(Items stored from a collection)
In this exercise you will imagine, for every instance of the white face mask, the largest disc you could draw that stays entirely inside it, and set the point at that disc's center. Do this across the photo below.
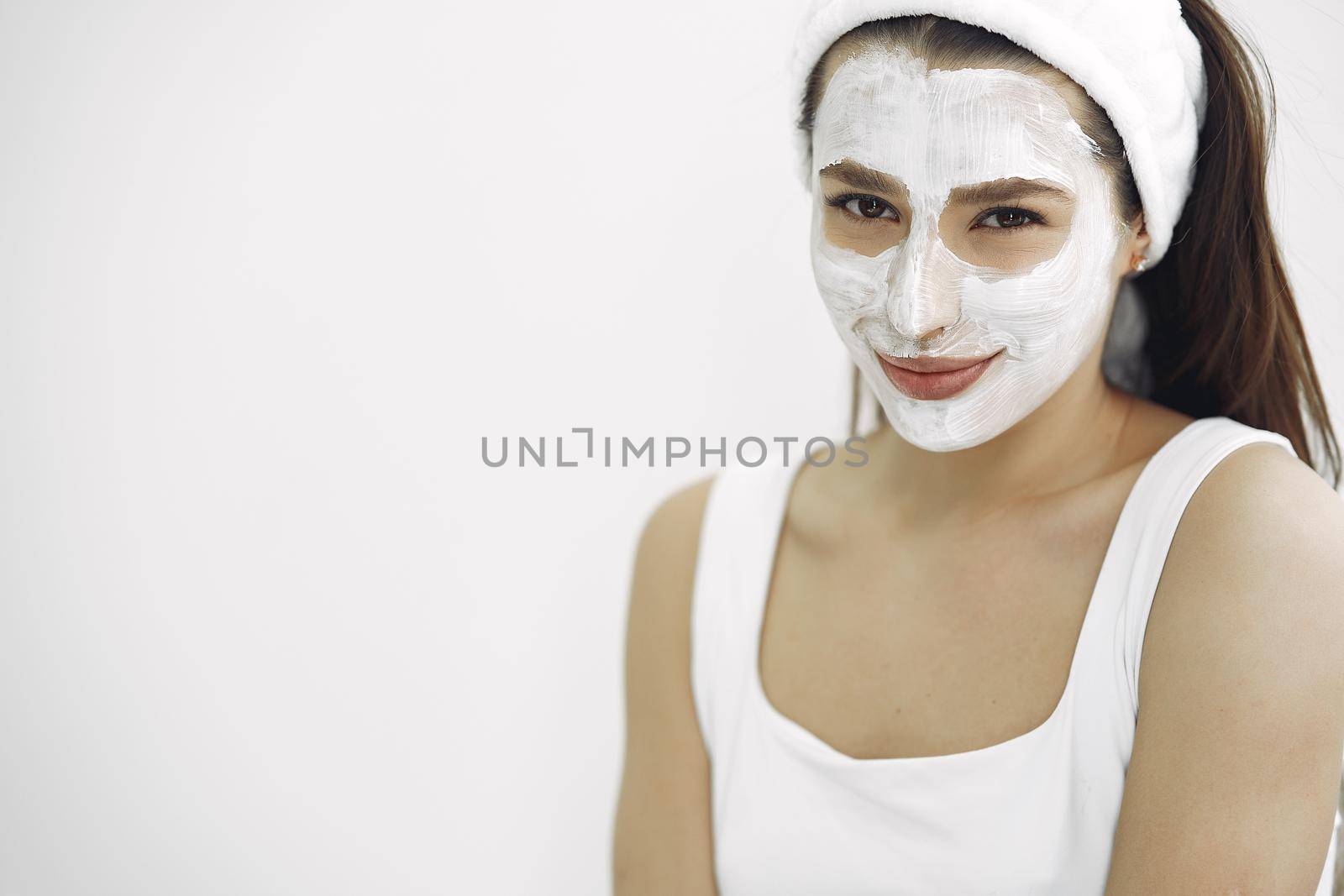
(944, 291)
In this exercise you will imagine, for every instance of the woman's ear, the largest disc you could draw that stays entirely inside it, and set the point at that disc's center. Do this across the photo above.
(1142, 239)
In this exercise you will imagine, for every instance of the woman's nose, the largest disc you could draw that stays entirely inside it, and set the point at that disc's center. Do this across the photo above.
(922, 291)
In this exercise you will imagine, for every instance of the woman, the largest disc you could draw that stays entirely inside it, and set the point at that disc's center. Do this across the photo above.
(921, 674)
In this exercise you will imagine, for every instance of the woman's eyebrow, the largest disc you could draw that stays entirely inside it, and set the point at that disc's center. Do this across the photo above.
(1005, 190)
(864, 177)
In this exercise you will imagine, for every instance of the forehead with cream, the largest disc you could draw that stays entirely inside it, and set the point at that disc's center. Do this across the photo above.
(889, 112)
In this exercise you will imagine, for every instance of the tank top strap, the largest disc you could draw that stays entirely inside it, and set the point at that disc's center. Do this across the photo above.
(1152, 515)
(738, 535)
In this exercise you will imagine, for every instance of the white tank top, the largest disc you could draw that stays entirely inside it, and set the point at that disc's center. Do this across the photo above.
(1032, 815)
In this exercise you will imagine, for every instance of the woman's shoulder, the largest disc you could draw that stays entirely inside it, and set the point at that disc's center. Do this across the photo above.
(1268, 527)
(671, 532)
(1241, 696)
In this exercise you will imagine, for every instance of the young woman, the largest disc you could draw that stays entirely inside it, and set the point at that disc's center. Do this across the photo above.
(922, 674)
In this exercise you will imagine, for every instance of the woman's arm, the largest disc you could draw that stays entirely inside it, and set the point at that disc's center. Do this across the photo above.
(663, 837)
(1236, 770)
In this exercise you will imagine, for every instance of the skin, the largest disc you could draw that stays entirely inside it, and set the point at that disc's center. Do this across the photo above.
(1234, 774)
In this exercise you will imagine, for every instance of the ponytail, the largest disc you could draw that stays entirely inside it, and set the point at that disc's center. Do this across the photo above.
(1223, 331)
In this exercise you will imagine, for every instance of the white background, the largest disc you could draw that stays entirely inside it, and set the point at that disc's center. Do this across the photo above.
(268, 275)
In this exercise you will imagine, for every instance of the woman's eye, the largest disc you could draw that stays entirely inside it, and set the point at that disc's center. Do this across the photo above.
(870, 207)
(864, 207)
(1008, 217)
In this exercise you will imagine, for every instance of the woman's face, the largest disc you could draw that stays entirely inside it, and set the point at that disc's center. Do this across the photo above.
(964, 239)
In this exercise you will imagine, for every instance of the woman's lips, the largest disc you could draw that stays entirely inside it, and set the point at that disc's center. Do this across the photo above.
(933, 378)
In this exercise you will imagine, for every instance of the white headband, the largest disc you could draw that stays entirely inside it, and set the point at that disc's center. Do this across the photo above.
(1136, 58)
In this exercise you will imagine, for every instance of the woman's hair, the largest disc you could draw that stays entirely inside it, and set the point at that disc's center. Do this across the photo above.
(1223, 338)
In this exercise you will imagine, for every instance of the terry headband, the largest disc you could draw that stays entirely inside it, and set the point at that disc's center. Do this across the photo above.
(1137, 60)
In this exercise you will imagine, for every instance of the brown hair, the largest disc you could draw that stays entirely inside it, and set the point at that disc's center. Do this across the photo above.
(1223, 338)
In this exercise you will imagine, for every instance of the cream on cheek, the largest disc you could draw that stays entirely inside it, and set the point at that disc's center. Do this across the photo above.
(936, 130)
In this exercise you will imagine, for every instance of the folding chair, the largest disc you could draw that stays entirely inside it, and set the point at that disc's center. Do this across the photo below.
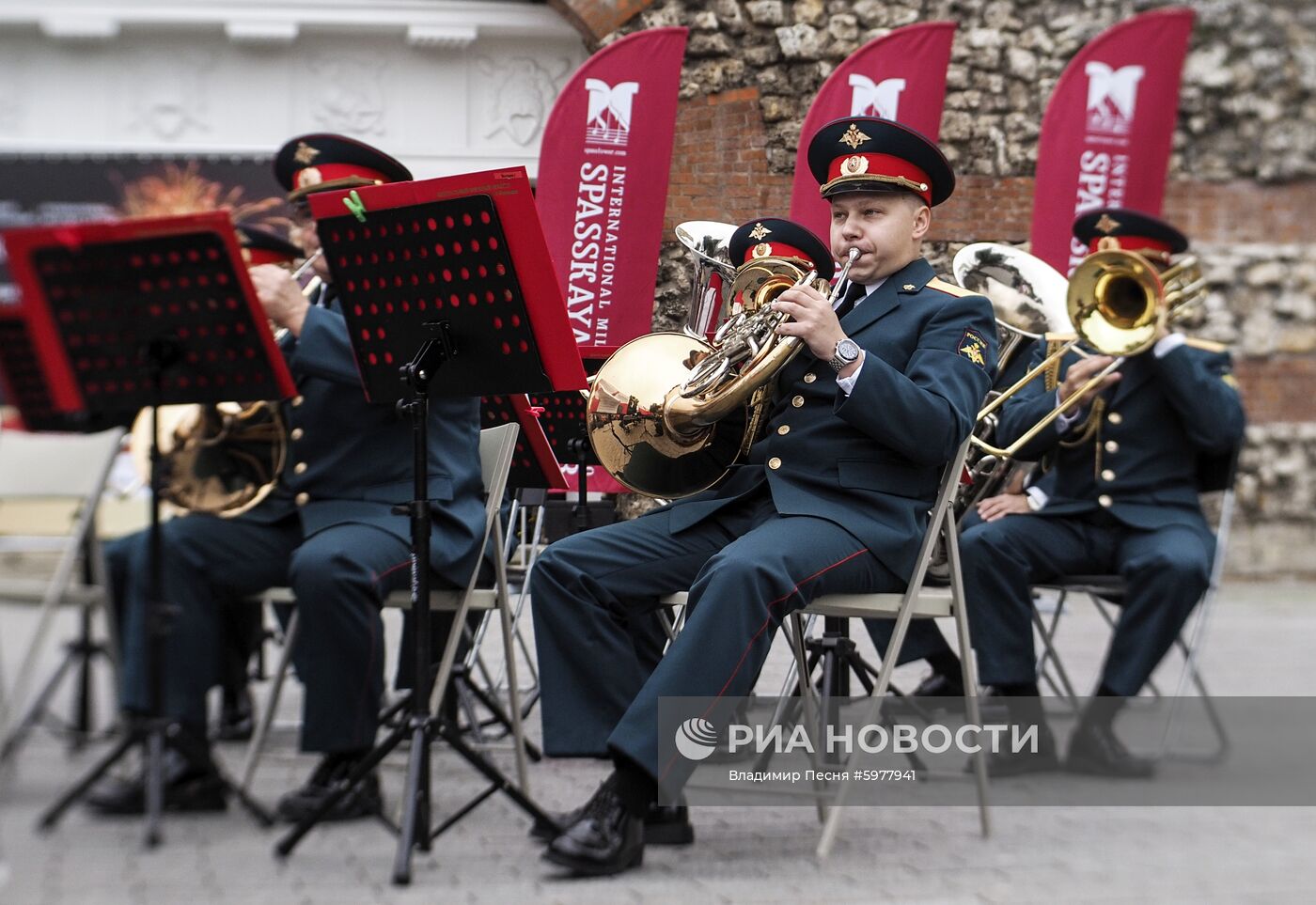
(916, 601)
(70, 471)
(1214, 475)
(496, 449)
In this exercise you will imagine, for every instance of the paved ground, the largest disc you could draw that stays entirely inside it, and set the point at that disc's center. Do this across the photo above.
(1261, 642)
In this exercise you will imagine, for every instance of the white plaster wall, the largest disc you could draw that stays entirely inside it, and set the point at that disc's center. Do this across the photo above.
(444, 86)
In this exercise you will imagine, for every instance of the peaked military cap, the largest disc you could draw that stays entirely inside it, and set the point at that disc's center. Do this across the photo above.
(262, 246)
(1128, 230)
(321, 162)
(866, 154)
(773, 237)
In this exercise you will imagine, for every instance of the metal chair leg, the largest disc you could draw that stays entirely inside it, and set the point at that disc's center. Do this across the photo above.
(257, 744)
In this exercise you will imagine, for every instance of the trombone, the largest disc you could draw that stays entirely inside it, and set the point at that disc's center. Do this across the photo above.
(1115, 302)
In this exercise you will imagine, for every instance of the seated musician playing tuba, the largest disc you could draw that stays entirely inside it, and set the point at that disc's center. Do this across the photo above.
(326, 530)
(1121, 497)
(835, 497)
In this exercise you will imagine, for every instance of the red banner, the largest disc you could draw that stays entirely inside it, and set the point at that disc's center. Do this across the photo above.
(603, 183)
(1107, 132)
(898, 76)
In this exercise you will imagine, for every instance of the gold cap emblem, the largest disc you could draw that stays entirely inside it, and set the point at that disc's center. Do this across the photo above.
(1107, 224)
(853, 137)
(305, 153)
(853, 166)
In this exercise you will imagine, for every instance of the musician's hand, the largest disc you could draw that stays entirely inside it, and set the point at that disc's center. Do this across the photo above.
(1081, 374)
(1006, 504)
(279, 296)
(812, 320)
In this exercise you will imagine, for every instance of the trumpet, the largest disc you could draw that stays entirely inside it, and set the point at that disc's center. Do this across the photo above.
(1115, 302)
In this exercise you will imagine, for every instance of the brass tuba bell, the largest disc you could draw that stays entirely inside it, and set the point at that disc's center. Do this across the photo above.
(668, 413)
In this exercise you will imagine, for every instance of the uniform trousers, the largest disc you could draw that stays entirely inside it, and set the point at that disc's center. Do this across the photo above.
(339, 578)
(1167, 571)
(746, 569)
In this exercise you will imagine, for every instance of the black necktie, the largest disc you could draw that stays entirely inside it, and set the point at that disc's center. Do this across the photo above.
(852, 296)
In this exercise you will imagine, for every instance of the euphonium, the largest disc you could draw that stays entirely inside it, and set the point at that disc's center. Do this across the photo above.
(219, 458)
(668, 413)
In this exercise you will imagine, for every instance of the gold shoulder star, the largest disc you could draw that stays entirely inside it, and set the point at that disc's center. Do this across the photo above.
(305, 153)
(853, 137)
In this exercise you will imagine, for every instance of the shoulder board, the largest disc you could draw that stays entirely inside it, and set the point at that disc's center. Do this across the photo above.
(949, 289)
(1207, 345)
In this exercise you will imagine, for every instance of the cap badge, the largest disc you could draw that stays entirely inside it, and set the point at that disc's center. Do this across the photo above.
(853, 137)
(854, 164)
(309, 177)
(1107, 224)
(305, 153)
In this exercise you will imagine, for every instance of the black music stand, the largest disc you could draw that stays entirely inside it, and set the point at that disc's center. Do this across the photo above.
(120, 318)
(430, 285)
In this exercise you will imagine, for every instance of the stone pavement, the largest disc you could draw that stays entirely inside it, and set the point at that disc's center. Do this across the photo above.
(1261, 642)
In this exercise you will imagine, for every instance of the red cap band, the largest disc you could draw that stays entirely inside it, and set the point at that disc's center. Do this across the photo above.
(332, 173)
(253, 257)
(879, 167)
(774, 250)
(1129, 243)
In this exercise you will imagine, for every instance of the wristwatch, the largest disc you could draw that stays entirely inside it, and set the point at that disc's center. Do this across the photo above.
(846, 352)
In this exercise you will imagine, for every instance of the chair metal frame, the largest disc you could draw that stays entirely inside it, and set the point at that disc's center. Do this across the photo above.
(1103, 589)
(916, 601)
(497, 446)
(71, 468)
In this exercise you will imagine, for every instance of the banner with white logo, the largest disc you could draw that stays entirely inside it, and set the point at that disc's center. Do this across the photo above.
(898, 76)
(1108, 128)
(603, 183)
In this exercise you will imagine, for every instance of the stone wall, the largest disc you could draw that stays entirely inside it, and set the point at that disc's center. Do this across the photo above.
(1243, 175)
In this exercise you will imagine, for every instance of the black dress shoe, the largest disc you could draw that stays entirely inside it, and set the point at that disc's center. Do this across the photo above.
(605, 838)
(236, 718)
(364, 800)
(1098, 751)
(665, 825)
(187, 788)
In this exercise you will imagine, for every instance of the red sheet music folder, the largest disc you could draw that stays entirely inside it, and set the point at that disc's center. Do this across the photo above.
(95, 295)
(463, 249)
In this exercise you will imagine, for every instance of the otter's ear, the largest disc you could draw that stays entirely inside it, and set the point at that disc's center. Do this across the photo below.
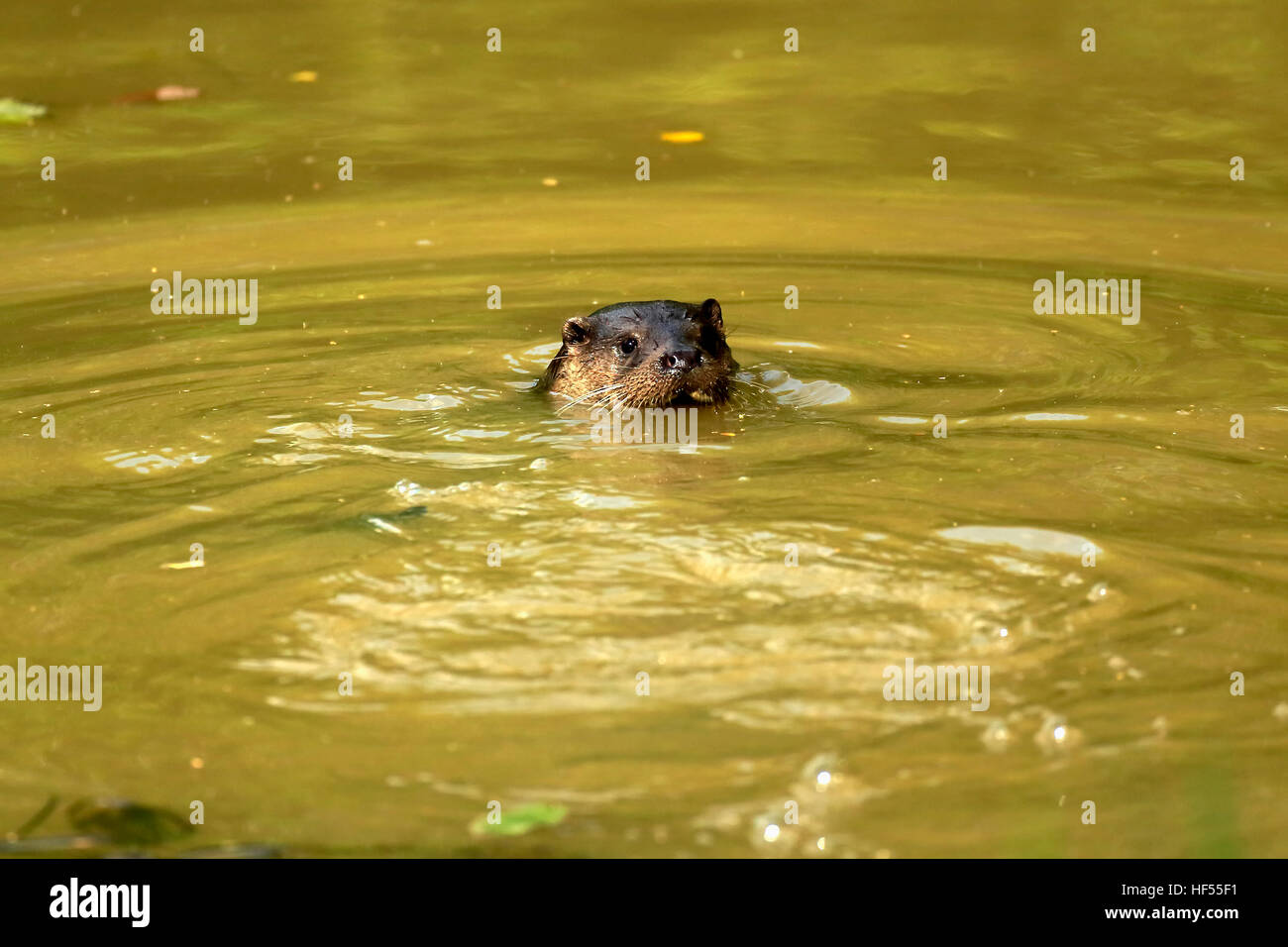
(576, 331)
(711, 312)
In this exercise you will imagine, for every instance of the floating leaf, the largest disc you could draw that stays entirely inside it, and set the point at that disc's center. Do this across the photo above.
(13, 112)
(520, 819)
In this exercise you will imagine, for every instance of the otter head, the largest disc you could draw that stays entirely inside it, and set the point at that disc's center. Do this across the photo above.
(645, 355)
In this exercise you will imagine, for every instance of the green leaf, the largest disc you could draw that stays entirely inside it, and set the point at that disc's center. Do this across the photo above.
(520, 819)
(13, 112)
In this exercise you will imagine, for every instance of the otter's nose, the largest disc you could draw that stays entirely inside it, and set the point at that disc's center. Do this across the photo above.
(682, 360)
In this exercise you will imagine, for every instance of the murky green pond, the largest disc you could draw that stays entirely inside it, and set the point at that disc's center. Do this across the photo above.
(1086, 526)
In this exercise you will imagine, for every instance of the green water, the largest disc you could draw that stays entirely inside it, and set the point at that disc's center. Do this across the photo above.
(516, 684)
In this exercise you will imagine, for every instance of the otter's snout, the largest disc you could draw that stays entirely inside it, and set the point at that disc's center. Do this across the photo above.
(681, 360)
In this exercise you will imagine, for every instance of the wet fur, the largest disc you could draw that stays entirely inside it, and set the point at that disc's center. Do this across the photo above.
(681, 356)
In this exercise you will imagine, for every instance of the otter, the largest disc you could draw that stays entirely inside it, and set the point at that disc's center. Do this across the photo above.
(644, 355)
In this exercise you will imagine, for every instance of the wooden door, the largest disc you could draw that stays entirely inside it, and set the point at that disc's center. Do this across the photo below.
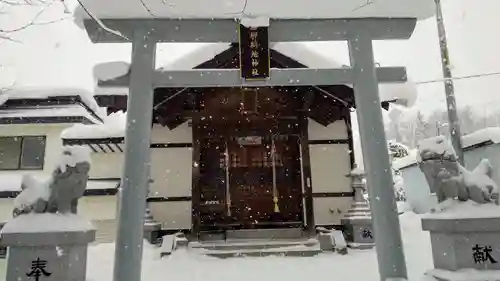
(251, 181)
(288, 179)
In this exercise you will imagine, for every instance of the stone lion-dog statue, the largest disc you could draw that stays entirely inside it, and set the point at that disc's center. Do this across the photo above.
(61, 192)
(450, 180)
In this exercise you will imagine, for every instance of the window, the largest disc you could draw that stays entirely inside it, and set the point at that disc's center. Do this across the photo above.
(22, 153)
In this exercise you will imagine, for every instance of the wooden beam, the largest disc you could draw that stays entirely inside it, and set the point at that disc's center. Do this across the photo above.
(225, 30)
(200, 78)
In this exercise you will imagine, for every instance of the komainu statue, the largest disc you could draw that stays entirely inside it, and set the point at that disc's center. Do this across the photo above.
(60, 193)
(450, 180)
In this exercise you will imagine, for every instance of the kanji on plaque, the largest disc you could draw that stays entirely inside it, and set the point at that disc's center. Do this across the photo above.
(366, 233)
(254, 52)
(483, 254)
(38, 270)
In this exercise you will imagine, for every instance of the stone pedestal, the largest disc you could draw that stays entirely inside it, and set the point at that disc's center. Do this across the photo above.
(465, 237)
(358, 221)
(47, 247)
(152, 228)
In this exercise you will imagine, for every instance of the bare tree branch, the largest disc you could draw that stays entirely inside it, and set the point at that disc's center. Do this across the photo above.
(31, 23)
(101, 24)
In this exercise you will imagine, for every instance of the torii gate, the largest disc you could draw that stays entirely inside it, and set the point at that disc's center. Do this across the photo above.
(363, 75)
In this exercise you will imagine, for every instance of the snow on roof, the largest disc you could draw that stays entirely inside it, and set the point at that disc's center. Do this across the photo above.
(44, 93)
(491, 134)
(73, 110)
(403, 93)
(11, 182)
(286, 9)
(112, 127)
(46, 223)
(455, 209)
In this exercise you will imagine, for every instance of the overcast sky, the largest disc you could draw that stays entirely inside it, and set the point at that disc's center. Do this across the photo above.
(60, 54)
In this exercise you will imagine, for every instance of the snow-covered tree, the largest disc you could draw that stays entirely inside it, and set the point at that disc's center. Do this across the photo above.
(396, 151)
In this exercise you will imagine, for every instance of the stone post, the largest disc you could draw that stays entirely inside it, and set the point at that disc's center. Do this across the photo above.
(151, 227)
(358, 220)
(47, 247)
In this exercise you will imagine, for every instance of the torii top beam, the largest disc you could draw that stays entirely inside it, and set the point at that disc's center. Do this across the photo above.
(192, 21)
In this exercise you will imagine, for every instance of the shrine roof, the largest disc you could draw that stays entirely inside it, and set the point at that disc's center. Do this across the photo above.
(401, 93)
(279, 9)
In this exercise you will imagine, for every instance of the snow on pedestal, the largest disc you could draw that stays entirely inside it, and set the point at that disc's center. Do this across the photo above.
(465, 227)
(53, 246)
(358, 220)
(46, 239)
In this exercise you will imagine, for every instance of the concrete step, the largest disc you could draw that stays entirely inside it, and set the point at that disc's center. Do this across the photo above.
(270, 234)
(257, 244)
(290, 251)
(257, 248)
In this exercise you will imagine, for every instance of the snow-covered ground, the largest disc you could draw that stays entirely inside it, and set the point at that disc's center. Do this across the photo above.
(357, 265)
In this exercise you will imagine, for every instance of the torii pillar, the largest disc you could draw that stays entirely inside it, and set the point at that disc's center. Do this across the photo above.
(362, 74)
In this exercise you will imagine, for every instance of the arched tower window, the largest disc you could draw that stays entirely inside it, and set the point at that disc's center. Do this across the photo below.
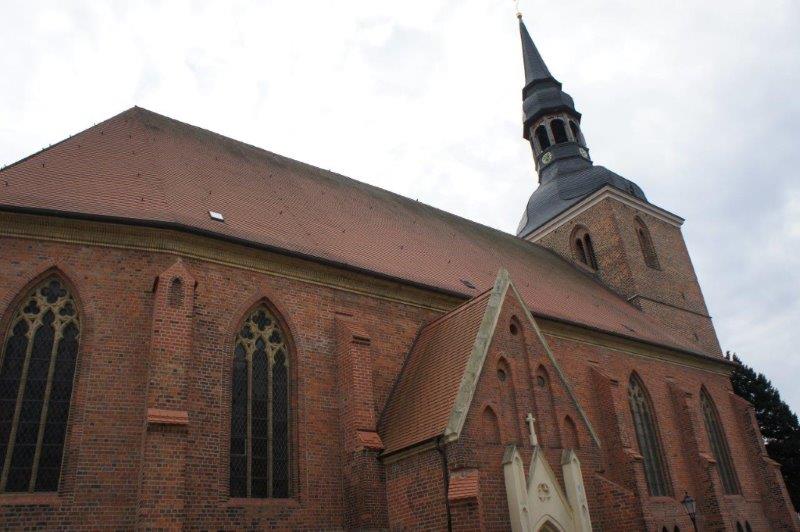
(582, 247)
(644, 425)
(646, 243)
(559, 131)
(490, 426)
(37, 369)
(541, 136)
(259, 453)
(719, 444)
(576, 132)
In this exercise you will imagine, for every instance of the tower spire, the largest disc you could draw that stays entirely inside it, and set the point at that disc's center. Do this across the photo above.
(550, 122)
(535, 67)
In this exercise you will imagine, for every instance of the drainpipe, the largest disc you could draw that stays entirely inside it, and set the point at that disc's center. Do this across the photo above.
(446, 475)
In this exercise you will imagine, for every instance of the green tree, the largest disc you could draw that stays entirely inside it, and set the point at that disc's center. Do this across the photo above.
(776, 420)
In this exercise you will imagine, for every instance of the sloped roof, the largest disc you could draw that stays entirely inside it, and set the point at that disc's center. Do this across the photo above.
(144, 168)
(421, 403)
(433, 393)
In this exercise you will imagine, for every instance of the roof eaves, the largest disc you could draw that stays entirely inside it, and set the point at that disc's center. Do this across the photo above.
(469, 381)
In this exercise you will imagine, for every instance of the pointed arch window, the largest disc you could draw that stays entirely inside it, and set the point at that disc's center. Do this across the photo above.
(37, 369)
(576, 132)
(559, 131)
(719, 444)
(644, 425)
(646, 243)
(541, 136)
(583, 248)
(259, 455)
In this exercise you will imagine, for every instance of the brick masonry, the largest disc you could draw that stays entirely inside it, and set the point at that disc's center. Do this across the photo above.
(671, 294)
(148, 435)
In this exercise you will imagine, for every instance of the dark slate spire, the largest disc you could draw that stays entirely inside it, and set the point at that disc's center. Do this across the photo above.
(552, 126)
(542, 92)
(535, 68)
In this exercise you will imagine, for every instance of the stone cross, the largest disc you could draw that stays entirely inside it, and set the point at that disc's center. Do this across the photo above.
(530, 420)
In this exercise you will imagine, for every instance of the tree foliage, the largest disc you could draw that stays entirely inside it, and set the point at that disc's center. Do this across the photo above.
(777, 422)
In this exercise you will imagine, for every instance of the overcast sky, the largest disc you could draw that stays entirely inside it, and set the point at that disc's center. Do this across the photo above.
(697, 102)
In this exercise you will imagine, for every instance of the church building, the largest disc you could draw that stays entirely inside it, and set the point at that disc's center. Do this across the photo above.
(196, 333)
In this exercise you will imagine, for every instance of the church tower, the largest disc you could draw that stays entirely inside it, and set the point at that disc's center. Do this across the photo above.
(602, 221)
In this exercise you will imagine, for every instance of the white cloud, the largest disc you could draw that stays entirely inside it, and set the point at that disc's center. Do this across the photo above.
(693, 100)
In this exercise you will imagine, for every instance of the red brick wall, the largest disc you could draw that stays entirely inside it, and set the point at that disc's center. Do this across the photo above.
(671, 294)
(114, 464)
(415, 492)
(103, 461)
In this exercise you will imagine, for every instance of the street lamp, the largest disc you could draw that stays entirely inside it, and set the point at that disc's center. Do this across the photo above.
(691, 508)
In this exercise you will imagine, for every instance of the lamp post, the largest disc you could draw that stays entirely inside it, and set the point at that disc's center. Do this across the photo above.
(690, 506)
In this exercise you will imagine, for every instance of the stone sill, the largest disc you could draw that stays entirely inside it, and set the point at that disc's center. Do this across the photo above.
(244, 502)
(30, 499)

▸ Given problem:
Print the lines above exactly, starting at the first line and ending at the line containing "(1142, 239)", with both ends included. Leave the pictures out of your answer.

▸ Answer to this task:
In this exercise you will imagine, for every instance of the white face mask, the largest disc you could draw that stays entirely inside it, and set the point at that disc's center. Do this across the photo below.
(944, 291)
In this exercise you will imagine, for every instance of the woman's ear, the largest disc you could draw that stays entirely inside it, and set the point at that disc's center. Do this across the photo above.
(1142, 239)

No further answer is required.